— Start of Record extracts —

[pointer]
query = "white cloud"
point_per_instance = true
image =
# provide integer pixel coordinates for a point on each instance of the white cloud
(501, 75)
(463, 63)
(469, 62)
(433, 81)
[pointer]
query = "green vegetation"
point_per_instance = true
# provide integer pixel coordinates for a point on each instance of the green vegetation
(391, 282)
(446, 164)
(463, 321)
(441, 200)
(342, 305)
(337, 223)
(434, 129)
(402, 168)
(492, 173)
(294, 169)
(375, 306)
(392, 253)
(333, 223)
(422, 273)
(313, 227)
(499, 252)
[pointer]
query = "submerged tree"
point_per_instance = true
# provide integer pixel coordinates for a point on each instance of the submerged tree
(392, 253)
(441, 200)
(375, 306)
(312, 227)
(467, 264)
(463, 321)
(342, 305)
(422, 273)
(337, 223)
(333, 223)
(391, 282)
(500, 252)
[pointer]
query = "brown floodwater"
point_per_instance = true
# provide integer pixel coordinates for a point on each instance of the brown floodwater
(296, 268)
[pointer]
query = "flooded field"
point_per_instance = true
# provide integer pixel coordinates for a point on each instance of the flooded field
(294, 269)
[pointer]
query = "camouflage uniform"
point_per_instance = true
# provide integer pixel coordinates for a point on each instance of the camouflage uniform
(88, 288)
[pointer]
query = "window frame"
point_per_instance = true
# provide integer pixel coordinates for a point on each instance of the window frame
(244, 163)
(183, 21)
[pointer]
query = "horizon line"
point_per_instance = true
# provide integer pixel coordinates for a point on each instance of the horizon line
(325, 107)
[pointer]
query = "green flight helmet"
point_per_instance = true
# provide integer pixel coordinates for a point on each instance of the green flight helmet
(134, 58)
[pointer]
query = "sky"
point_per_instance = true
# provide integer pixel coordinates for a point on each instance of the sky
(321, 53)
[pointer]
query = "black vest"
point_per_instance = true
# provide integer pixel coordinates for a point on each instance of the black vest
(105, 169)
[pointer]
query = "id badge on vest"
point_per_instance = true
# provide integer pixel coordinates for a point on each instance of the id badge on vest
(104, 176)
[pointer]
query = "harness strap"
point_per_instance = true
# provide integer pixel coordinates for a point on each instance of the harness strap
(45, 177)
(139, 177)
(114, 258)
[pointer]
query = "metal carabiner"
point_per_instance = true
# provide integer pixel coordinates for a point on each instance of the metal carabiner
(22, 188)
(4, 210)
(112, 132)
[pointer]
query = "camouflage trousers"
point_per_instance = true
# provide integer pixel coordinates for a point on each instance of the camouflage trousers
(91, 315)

— End of Record extracts —

#### Exercise task:
Write out the entries above once more, without altering anything.

#### The output:
[pointer]
query = "white cloud"
point_per_instance = true
image =
# provide integer pixel coordinates for a point on each instance of the white cloud
(501, 75)
(463, 63)
(469, 62)
(433, 81)
[pointer]
query = "green vegetation"
point_per_instance = true
# provide integer pixel coordinates for a point on each instance of the green vegetation
(391, 282)
(446, 164)
(463, 321)
(441, 200)
(342, 305)
(337, 223)
(434, 129)
(402, 168)
(492, 173)
(294, 169)
(375, 306)
(392, 253)
(333, 223)
(422, 273)
(313, 227)
(499, 252)
[pointer]
query = "submerged tree"
point_per_instance = true
# provide integer pixel coordinates for a point on each instance of the submerged tree
(392, 253)
(441, 200)
(375, 306)
(312, 227)
(467, 264)
(463, 321)
(342, 305)
(422, 273)
(337, 223)
(333, 223)
(391, 282)
(500, 252)
[pointer]
query = "brown floodwater"
point_per_instance = true
# provide integer pixel coordinates for a point on each instance of the brown floodwater
(296, 268)
[pointer]
query = "flooded field"
point_per_instance = true
# provide integer pixel coordinates for a point on each instance of the flooded field
(294, 269)
[pointer]
query = "camouflage uniform"
point_per_instance = true
# provide integer pixel coordinates for a point on each instance of the camouflage uniform
(88, 288)
[pointer]
query = "window frame"
point_per_instance = true
# provide integer pixel coordinates for a point on each instance of the window frame
(244, 163)
(183, 21)
[pointer]
query = "horizon line"
point_per_instance = true
# provide integer pixel coordinates for a point on each instance of the horizon line
(325, 107)
[pointer]
query = "green flight helmet"
point_per_instance = true
# provide integer pixel coordinates for a point on each instance of the green flight helmet
(134, 58)
[pointer]
query = "sky"
point_per_instance = true
# provide integer pixel coordinates for a point on each instance of the sky
(321, 53)
[pointer]
query = "black vest"
point_per_instance = true
# provide integer pixel coordinates for a point on each instance of the black vest
(105, 169)
[pointer]
query = "id badge on vest"
point_per_instance = true
# provide integer pixel coordinates for a point on each instance of the id badge on vest
(104, 176)
[pointer]
query = "harness strap"
point_per_instance = true
# provide integer pixel coordinates for a point on each instance of the harness strap
(45, 177)
(139, 177)
(114, 258)
[pointer]
query = "metal carabiner"
point_per_instance = true
# provide integer pixel coordinates for a point on each instance of the metal carabiner
(22, 188)
(4, 210)
(112, 132)
[pointer]
query = "camouflage trousers"
point_per_instance = true
# provide integer pixel coordinates for a point on each instance of the camouflage trousers
(91, 315)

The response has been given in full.